▸ **What you should do**
Beginning at the line containing "Please place a dot on the white cup, one", output every line to the end of the data below exactly as it appears.

::: Dataset entries :::

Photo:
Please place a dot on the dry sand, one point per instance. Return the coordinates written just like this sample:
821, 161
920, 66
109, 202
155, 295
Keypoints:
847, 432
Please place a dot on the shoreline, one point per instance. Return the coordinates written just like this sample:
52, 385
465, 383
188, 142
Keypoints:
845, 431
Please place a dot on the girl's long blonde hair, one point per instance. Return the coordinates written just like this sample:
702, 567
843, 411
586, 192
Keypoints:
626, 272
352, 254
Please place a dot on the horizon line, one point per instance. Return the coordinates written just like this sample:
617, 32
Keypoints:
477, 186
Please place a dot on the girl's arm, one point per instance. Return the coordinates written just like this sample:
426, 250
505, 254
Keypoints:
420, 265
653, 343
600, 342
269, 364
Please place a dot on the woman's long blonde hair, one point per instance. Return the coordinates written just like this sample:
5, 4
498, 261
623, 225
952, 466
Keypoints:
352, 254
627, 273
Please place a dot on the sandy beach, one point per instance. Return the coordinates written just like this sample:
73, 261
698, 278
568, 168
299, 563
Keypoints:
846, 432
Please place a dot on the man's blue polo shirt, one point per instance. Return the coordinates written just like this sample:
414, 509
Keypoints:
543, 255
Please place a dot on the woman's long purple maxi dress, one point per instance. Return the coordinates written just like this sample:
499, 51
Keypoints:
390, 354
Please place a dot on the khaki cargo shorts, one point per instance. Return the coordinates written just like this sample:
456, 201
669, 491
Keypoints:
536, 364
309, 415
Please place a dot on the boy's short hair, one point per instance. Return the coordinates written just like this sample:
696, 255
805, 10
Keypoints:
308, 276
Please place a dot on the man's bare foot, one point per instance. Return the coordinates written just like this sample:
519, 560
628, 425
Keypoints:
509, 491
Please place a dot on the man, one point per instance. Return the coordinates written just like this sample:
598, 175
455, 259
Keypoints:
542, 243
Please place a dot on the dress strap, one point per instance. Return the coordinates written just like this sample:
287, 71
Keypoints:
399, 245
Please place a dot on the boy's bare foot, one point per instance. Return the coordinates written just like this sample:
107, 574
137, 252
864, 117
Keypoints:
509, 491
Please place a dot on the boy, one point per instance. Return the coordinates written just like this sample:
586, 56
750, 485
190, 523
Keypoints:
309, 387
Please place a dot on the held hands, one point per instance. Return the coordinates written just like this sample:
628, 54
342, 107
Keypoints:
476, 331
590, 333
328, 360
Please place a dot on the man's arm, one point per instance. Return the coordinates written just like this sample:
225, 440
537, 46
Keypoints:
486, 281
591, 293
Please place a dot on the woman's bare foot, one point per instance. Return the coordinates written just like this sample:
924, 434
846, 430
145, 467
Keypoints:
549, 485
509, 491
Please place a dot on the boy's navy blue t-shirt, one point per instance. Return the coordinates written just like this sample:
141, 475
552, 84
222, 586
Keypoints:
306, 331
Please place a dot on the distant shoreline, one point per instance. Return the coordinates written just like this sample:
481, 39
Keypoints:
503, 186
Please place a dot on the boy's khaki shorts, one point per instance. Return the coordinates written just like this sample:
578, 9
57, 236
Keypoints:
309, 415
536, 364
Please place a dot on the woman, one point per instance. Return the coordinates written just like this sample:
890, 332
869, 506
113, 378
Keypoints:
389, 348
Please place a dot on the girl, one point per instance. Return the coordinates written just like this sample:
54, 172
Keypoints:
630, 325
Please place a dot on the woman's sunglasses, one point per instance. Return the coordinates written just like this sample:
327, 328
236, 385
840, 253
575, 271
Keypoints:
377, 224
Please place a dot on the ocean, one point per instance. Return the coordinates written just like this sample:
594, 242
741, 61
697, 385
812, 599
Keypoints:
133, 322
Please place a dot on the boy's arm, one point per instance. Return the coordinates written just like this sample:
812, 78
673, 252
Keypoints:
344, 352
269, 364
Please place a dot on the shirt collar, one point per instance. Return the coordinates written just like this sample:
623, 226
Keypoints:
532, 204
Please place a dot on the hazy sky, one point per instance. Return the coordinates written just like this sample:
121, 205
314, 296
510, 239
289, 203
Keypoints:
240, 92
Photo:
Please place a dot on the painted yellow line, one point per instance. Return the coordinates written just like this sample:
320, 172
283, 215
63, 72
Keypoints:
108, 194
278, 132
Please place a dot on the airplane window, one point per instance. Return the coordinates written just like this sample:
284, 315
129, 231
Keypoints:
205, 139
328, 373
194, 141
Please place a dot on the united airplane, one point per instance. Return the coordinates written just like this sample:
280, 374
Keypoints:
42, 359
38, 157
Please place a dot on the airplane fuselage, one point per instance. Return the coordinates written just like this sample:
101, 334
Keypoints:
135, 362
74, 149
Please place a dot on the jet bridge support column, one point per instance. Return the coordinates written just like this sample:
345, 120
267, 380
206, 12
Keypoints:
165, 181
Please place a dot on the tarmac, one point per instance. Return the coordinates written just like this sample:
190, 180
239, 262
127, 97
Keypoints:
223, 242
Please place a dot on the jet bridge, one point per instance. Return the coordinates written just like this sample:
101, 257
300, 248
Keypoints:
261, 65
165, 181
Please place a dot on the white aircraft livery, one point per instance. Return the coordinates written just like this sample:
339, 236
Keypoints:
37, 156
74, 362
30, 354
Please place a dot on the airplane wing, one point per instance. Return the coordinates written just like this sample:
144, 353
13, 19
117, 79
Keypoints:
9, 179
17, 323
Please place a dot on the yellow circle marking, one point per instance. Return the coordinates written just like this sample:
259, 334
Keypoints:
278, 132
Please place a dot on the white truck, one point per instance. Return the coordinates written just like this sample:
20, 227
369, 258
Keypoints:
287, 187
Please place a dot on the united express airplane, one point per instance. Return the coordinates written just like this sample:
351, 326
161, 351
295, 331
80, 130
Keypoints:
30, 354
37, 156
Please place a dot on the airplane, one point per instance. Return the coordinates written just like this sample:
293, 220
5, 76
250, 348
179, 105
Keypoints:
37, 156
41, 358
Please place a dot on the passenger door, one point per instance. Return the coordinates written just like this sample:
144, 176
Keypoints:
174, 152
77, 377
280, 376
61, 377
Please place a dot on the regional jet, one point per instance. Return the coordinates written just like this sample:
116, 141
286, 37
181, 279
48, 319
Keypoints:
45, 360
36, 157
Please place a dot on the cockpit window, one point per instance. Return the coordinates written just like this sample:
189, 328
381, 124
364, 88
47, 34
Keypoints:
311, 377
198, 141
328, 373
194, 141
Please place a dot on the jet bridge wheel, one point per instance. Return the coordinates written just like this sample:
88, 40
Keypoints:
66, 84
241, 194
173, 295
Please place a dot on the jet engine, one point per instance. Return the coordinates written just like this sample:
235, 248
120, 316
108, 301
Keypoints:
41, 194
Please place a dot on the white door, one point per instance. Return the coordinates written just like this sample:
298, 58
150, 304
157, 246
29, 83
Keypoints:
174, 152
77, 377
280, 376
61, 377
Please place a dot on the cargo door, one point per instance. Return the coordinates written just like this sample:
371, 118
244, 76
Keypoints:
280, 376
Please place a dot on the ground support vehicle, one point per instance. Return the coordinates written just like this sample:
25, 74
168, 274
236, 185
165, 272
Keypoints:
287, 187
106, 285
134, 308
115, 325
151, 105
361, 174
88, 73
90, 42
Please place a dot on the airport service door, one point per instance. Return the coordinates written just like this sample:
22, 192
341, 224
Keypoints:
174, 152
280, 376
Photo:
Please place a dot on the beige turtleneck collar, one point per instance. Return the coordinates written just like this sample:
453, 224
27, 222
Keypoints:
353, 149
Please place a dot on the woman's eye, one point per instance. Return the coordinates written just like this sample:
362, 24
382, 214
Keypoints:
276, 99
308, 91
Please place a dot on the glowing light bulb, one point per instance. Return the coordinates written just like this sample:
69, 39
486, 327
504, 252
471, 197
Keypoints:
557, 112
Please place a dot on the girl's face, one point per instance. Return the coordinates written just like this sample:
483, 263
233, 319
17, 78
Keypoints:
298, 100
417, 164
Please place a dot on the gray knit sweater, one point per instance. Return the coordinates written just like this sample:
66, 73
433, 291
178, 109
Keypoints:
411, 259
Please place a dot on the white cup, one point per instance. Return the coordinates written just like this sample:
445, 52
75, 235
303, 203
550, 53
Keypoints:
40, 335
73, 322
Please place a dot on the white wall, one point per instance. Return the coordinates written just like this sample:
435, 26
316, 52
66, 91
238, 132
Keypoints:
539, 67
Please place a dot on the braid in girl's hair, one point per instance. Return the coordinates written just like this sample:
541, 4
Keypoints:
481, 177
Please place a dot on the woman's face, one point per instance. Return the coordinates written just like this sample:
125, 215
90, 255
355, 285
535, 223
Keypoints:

:::

▸ **Result of the task**
Please place a dot on the white cup, one point per instance. Return the coordinates written just like this sample:
445, 52
75, 235
303, 203
550, 53
Keypoints:
40, 335
73, 322
Please place a dot on the white wall, one point per instance. Return the coordinates written just like this sample:
435, 26
316, 52
66, 91
238, 132
Keypoints:
539, 67
Please place a dot on the braid in girl's hair, one point per instance. Return the coordinates written just like this sample:
541, 4
Keypoints:
481, 177
Please place a dot on the woman's face, one point per instance. Return the coordinates written just like this sample:
125, 215
90, 255
355, 285
535, 223
Keypoints:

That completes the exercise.